So nothing, you are saying just what I said: you can do any legal mathematical operation. For instance, if you add and subtract A(a,\lamda), does it mean that you really have to measure A(a,\lambda)? If we cannot do legal mathematical operations with an expression that has some physical meaning, mathematics would be useless for physics. That is exactly what many Bell deniers do.

Of course, we have to start with a mathematical expression that does have a physical meaning. In this case in the integral giving the value of P(a,b).

Exactly. I was agreeing with you, Justo.

I have been looking at the Wikipedia page on counterfactual definiteness and the long sequence of papers by Henry Stapp and Abner Shimony on Henry Stapp's introduction of the term "counterfactual definiteness" and his later attempt to weaken the concept and/or drop the term, and to replace it by something weaker but without losing the conclusion of Bell's theorem. The more I think about it, the more I think that "counterfactual definiteness" is an unfortunate pair of words. The assumption is not supposed to entail that outcomes of unperformed measurements *are* real, but only that what can imagine them to be real, in the sense that one can put down mathematical models in which they exist mathematically - which is not to say that they exist in reality.

I would suggest that anyone who finds the term unsatisfactory should simply not use it. Personally, I like to use it, because Boris Tsirelson liked it, and because I very much respect that guy. He was a mathematician and I am a mathematician. We both mean by counterfactual definiteness the possibility to find a mathematical model in which those outcomes of all possible experiments do exist alongside of the experiment actually chosen. The assumption becomes meaningful when complemented with assumptions of locality and of no-conspiracy; because locality applies to those counterfactual outcomes as well. They are localized to the same place where the factual outcomes reside.

The basis is mathematics. Leave philosophy to the philosophers.

By the way, suppose we agree that counterfactual definiteness plus locality should mean the mathematical existence of the pair of functions ((A(a): a in {possible Alice's settings}), (B(b): b in {possible Bob's settings})) = (A(.),B(.)). Then you could define lambda = the pair of functions (A(.),B(.)). Finally define A(a, lambda) = first component of (A(.),B(.)) [which is a function defined on the set of possible settings] evaluated at a. We see that locality plus counterfactual definiteness is *equivalent* to local hidden variables is *equivalent* to local realism.

If we stick to mathematics things are very clear.

If we move to philosophy we will never be finished.

[Juso]

Exactly. I was agreeing with you, Justo.

§ **SET EXERCISE A**
According to the thread on counterfactual definiteness, who introduced the term "counterfactual definiteness"?

§ **DATASET EXCERPTS**
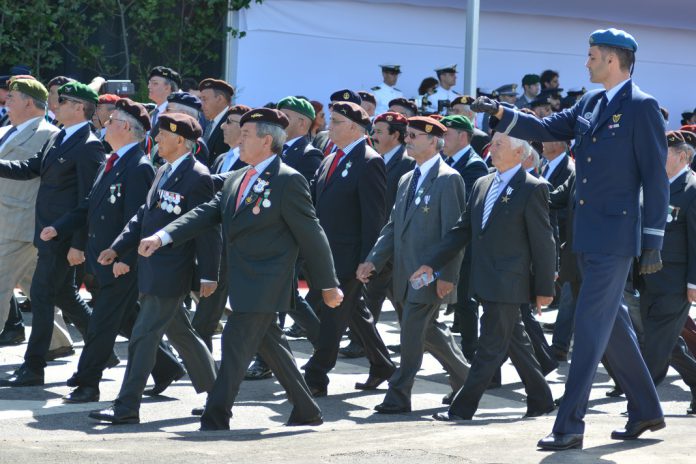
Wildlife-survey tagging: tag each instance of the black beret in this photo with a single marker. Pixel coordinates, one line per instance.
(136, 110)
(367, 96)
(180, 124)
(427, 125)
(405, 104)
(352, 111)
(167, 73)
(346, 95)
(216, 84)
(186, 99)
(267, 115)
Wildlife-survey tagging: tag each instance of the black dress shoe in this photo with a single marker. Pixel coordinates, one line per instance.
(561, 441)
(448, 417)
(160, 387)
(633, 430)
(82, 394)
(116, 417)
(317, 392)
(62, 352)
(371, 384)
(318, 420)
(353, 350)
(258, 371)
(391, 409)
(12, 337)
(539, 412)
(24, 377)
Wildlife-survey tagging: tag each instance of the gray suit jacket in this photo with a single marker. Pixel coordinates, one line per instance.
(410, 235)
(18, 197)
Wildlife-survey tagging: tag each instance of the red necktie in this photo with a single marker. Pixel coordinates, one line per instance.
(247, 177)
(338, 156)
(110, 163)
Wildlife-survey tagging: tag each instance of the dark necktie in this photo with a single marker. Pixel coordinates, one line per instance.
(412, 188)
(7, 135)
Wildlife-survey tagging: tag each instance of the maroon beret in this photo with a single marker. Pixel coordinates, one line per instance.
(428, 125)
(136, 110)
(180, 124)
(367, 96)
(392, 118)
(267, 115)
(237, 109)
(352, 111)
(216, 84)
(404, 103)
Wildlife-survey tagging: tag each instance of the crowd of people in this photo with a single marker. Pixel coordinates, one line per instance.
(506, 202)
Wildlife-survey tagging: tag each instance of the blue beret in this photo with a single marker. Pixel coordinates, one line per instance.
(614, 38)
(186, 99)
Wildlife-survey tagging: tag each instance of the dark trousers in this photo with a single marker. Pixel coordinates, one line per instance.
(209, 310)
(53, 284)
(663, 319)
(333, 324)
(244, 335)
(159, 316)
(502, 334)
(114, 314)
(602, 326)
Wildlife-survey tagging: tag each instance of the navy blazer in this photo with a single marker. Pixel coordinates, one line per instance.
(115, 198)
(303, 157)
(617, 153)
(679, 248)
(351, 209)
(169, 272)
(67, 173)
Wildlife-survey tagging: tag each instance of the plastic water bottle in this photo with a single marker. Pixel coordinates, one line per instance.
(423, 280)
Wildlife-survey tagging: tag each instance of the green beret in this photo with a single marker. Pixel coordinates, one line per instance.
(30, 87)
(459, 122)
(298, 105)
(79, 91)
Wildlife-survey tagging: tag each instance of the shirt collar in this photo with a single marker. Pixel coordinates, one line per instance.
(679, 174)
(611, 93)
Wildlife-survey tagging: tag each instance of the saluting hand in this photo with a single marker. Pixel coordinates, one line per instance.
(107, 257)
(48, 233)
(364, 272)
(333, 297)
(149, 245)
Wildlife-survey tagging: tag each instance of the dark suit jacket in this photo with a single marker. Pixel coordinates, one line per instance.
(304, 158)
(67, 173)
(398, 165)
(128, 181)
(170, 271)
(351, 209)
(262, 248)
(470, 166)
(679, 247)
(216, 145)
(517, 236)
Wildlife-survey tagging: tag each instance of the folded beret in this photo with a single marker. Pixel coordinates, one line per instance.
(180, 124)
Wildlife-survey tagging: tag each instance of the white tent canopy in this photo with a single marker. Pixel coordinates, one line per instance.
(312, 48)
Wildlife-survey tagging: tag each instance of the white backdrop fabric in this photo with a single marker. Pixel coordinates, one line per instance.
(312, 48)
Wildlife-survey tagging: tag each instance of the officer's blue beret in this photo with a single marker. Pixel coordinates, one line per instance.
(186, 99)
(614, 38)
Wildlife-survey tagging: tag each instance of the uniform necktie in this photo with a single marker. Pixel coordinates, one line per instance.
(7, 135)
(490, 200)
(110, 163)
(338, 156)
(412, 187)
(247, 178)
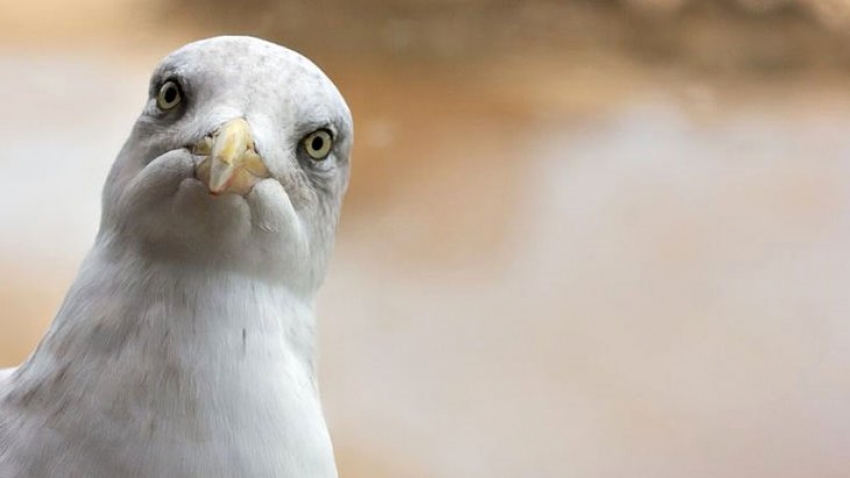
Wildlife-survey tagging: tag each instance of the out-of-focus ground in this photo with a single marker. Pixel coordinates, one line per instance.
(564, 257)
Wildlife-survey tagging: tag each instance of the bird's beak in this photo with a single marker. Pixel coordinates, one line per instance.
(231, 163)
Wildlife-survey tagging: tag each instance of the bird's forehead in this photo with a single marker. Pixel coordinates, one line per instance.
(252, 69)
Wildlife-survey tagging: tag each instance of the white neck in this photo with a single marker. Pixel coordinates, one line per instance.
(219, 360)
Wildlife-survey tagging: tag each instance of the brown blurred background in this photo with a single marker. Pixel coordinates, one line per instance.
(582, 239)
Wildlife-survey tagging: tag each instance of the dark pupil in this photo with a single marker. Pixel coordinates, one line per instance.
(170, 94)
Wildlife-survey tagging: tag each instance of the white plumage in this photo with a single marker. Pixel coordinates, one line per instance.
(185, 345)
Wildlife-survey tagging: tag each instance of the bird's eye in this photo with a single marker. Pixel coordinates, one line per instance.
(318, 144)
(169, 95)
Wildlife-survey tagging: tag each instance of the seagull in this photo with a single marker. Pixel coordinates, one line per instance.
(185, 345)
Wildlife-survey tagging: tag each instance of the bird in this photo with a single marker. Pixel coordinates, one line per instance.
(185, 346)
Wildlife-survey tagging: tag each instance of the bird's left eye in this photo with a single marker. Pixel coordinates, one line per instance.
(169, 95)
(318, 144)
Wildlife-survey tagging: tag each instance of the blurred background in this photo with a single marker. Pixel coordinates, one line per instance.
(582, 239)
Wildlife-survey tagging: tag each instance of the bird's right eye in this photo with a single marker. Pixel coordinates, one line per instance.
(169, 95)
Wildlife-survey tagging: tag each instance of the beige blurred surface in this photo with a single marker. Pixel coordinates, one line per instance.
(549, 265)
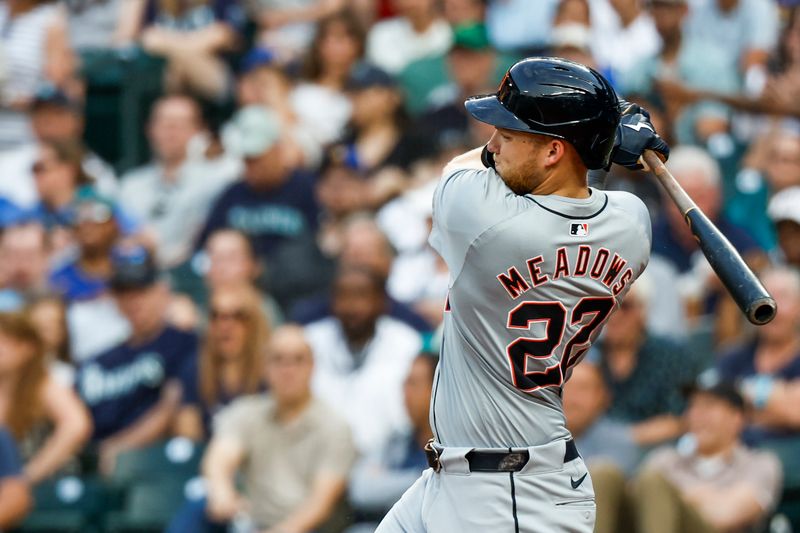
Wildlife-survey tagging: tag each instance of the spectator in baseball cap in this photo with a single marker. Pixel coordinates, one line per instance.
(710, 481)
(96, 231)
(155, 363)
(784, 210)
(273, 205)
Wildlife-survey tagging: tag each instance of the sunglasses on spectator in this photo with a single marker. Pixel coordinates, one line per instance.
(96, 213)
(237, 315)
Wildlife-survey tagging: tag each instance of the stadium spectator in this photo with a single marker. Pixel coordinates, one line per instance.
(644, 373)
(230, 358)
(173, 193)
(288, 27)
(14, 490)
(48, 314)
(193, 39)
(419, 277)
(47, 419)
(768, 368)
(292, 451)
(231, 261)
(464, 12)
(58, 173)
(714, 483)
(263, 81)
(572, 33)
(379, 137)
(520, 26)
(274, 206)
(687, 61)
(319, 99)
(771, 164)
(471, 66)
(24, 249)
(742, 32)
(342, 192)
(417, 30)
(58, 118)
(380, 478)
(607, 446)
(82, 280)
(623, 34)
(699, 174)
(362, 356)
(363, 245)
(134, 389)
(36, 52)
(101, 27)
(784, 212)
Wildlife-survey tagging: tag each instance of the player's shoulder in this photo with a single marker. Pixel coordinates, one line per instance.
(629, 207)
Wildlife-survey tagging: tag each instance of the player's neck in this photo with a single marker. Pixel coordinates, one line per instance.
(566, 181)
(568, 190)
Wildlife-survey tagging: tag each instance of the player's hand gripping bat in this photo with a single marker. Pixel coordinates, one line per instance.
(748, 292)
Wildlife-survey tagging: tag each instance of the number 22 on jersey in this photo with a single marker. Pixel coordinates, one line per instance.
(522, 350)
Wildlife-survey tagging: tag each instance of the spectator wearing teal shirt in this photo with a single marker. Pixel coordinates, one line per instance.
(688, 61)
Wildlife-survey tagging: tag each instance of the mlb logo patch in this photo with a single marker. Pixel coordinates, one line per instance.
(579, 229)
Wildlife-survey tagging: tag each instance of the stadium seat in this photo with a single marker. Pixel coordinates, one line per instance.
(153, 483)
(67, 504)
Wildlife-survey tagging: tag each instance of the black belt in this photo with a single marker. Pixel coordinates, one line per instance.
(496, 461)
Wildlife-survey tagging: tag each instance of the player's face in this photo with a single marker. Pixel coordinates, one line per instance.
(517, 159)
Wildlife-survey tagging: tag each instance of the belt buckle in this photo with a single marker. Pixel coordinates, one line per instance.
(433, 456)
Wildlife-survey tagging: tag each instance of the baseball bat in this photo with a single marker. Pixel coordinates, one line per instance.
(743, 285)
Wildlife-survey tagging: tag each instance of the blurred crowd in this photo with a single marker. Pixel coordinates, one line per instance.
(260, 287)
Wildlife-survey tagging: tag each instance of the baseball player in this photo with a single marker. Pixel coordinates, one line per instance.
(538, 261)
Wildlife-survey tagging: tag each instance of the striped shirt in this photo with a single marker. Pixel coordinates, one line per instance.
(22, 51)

...

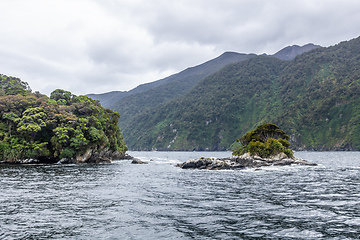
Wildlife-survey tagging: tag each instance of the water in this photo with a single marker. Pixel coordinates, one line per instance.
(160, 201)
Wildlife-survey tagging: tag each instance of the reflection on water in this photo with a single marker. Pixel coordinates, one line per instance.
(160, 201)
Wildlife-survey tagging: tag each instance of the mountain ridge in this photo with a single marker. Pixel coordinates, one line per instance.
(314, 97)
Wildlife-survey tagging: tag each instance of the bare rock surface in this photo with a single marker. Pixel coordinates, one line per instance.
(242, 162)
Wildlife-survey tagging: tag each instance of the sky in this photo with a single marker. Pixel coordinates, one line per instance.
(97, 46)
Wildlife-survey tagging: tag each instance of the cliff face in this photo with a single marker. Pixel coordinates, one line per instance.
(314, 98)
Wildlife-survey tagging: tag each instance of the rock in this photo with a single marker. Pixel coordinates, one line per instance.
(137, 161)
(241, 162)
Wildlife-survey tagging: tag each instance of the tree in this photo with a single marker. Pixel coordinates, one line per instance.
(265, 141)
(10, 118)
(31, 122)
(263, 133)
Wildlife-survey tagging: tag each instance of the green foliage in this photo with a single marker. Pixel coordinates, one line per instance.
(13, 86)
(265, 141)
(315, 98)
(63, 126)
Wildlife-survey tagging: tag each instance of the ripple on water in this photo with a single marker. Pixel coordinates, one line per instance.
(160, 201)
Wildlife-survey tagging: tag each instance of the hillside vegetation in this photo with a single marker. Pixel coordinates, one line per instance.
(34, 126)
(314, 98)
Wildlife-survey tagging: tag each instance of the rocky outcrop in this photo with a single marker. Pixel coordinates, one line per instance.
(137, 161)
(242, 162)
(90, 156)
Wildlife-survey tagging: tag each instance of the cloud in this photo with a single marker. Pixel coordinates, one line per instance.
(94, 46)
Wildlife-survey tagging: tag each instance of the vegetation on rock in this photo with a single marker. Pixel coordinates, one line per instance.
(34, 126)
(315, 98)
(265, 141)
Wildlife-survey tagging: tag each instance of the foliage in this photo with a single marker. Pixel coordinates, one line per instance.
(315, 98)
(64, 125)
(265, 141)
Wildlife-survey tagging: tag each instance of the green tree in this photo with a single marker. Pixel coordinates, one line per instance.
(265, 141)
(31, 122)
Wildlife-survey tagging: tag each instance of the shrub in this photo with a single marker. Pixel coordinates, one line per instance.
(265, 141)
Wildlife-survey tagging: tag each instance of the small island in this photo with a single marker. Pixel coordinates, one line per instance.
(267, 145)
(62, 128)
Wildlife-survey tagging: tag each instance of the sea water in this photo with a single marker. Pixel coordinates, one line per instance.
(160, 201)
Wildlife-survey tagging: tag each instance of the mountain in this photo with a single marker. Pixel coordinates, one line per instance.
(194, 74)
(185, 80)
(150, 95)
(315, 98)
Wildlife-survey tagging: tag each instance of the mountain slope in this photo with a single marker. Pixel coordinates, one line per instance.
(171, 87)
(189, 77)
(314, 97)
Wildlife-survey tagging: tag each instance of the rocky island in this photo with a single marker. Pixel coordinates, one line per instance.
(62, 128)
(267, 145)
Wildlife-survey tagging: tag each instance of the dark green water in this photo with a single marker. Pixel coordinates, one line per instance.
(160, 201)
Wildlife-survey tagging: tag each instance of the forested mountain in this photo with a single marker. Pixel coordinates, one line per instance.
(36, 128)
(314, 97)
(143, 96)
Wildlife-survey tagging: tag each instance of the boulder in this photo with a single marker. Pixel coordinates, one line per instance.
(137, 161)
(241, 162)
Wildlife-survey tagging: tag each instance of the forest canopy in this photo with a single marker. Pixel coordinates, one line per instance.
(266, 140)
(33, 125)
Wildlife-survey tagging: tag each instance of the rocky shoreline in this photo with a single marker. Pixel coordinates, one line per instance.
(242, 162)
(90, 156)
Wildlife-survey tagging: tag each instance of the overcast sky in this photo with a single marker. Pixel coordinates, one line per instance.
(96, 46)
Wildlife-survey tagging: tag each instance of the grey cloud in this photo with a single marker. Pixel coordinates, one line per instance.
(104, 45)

---

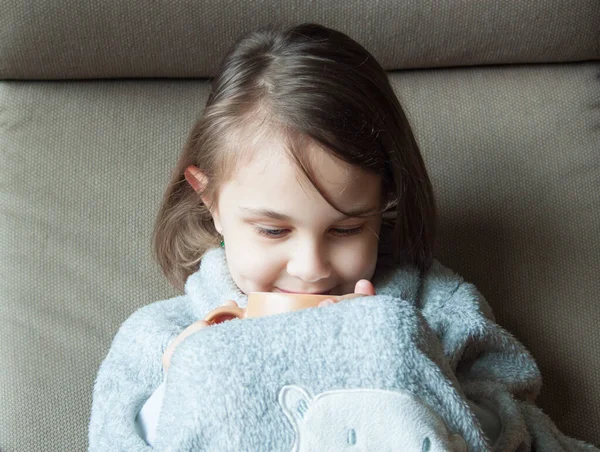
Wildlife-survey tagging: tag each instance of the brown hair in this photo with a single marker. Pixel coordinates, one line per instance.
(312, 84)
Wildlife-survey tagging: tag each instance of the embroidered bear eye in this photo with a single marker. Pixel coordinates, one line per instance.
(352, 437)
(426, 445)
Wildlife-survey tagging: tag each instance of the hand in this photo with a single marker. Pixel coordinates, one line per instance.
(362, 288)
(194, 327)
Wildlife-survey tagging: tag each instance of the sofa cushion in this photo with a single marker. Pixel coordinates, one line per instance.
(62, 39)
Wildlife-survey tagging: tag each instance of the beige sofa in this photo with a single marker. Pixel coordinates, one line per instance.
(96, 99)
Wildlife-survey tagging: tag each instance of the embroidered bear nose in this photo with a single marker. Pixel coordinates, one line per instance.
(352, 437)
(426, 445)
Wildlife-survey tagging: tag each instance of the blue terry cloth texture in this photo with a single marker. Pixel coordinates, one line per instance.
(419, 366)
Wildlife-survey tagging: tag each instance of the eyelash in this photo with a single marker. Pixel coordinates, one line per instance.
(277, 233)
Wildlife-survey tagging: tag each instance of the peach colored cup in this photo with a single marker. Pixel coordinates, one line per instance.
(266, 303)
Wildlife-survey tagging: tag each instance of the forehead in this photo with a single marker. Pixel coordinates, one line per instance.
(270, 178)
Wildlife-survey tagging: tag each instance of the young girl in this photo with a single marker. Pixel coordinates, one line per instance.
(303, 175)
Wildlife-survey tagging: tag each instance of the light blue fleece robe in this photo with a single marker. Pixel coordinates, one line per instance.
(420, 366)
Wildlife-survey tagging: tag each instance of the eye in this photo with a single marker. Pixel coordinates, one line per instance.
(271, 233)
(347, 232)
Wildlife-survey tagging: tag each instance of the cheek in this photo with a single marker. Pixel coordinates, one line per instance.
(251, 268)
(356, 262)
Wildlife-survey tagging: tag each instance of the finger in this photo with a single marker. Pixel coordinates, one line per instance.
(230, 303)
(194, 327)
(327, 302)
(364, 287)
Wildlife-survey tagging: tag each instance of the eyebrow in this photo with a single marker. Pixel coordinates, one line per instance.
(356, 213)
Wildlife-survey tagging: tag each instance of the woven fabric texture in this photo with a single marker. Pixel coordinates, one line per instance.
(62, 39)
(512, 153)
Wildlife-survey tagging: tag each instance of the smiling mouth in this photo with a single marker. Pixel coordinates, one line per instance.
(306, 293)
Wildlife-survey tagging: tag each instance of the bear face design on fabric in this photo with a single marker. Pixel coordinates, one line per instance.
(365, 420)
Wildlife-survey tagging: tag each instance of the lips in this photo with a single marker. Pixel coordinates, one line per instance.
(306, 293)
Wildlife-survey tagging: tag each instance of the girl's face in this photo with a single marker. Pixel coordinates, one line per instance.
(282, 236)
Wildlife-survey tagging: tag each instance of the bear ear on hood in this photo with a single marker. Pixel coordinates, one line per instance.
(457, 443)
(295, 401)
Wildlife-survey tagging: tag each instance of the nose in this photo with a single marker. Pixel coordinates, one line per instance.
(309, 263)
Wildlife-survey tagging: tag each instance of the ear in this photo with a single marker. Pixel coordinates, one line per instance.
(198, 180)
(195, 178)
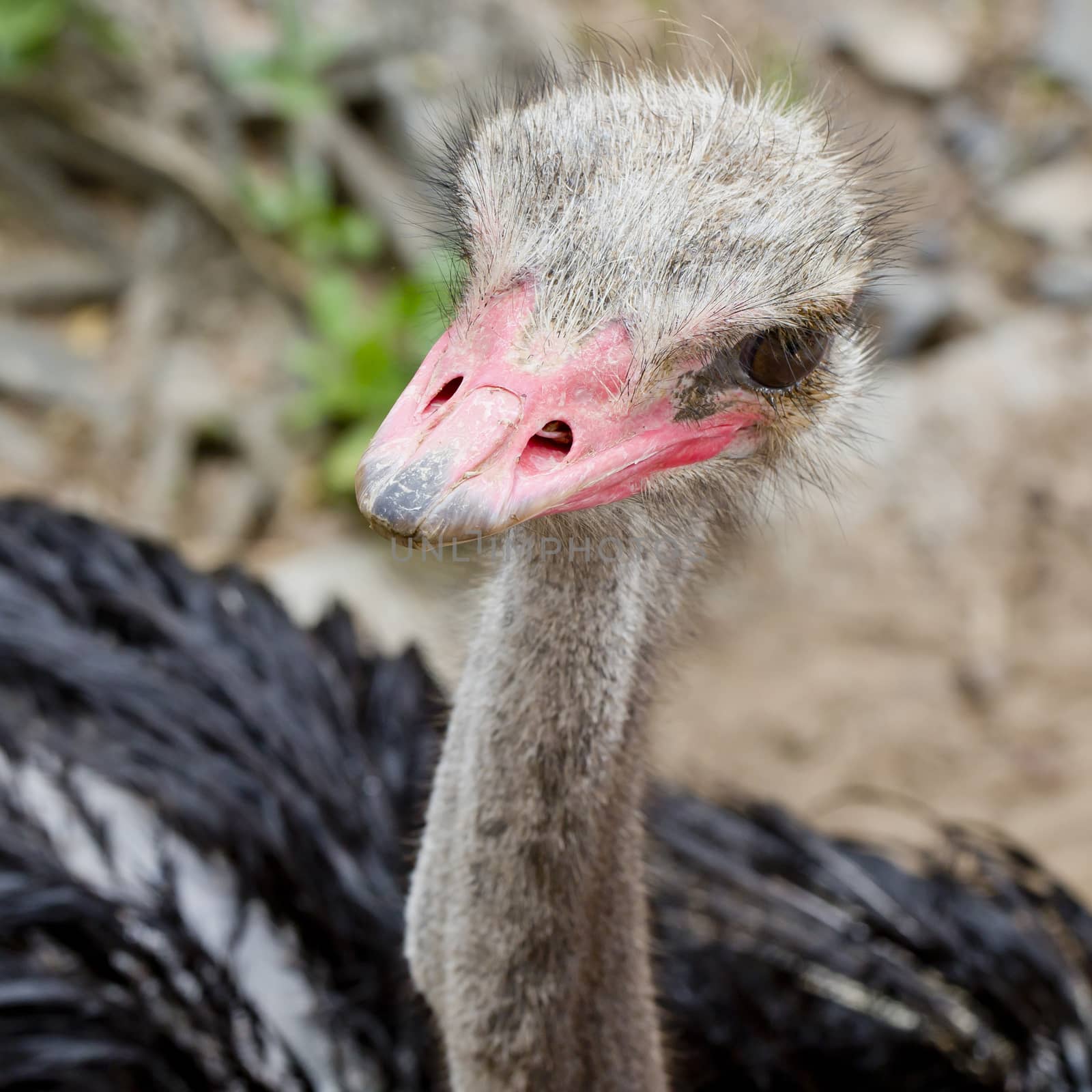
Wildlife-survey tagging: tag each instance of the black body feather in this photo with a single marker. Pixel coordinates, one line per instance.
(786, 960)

§ **SET EXERCISE B**
Please count the lines of the entries above that contain the word "jacket" and give only that number.

§ **ANSWER A**
Henry Stapp.

§ **ANSWER B**
2